Monday, Oct. 25, 1982

Gently Insidious Slope to Hell

By T.E. Kalem

GOOD by C.P. Taylor

"History is a nightmare from which 1 am trying to awake."

--Stephen Dedalus in Ulysses

History is a nightmare into which the antihero of Good sleepwalks. John Haider (Alan Howard) is a decent enough human being. He is kind to his wife Helen (Meg Wynn-Owen), though she is an execrably sloppy homemaker. Even if he has to cook the meal, he sees to it that his three children are properly fed. With his mother (Marjorie Yates), who is blind, senile and bitter, Haider is agonizingly solicitous.

The time is 1933; the place Frankfurt, Germany. By vocation, Haider is a professor of German classics who also writes novels. He is the sort of man who is appalled by the fact that Goethe refused to send Beethoven money when the composer was in desperate need. Haider's best friend, Maurice (Gary Waldhorn), is a Jewish psychoanalyst. Yet in the course of this drama, Haider erases his conscience like chalk on a lecture-room blackboard. At Good's end, this decent, liberal-minded scholar has become Eichmann's right-hand man at Auschwitz.

How did it happen?

_SOURCE EXCERPT_.

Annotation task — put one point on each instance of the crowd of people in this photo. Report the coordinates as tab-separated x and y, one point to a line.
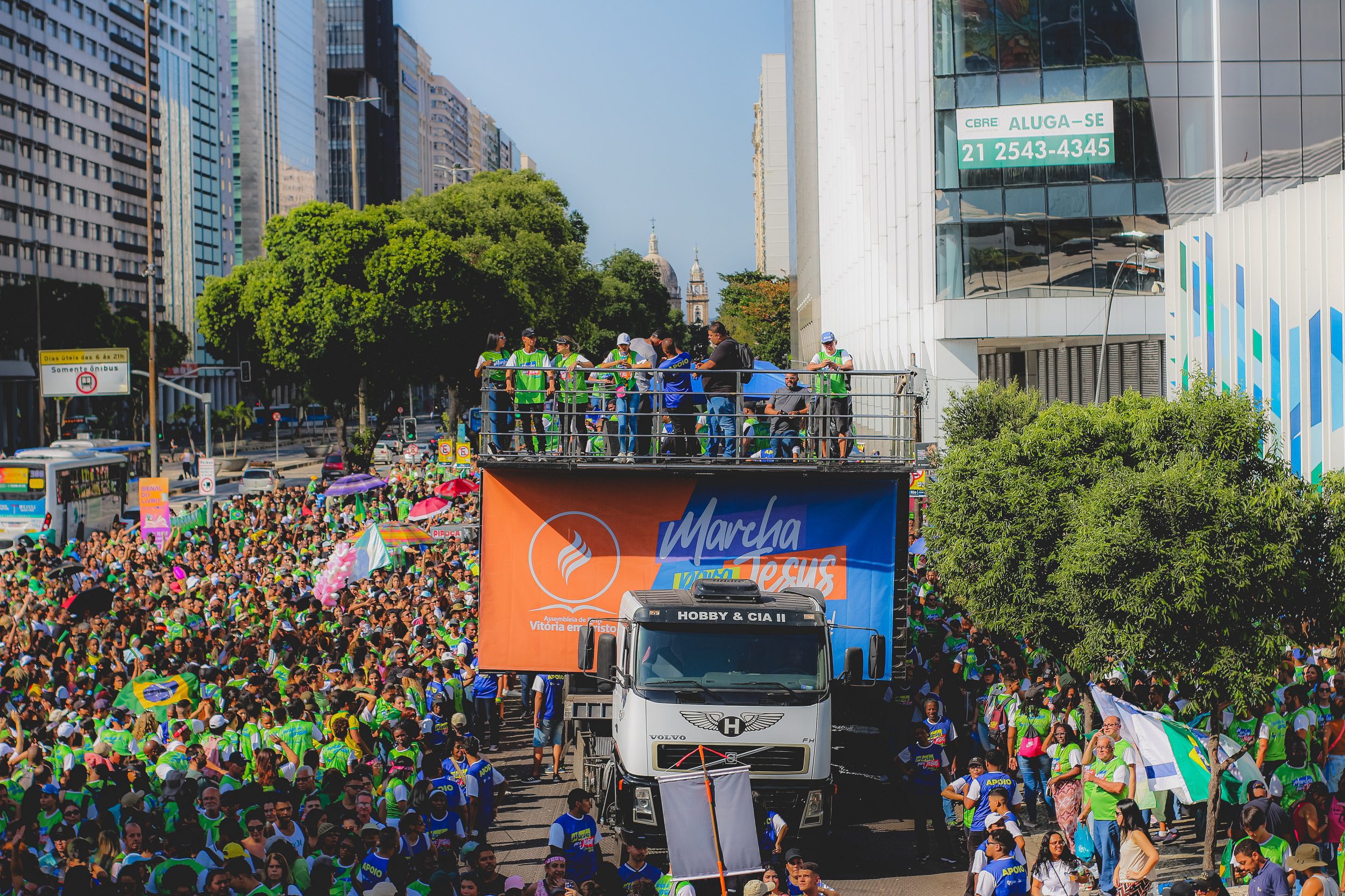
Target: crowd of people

_CHALLENGES_.
1. Rewrite the stretch of the theater review from "The time is" through "did it happen?", swapping "Frankfurt" for "Munich".
2. Pick up the theater review of Good where it stops and keep writing.

_TASK RESPONSES_.
1.
The time is 1933; the place Munich, Germany. By vocation, Haider is a professor of German classics who also writes novels. He is the sort of man who is appalled by the fact that Goethe refused to send Beethoven money when the composer was in desperate need. Haider's best friend, Maurice (Gary Waldhorn), is a Jewish psychoanalyst. Yet in the course of this drama, Haider erases his conscience like chalk on a lecture-room blackboard. At Good's end, this decent, liberal-minded scholar has become Eichmann's right-hand man at Auschwitz.

How did it happen?

2.
Paradoxically, the late British playwright C.R Taylor does not, initially, seem to be the best possible man to ask. He poses the question engrossingly, but most of the answers he provides seem either tantalizingly elusive or logically implausible. Haider is a congenital daydreamer. Not only the taste of reality but the feel of it eludes him. This fact is incorporated in the structure of the play by the presence onstage of a six-man band. The musicians punctuate Haider's crises, conflicts and decisive indecision with marching songs, waltzes, jazz tunes and snatches of opera. These are the intravenous tranquilizers with which Haider suppresses the torment of truth. Good is a trip through the inner space of a troubled mind; just as others hear voices, Haider hears ironic and beguiling music.

Passive by nature, Haider is also highly suggestible. His father-in-law suggests that he join the Nazi Party, so he does. An old World War I buddy (Pip Miller) suggests that he join the SS elite corps, so he does. The uniform thrills him, as does a written plaudit from the Fuehrer on his pro-euthanasia novel: "The surge of pride in me! Reading that scrawled sentence in Adolfs shaky hand--It said: 'Written from the heart!' "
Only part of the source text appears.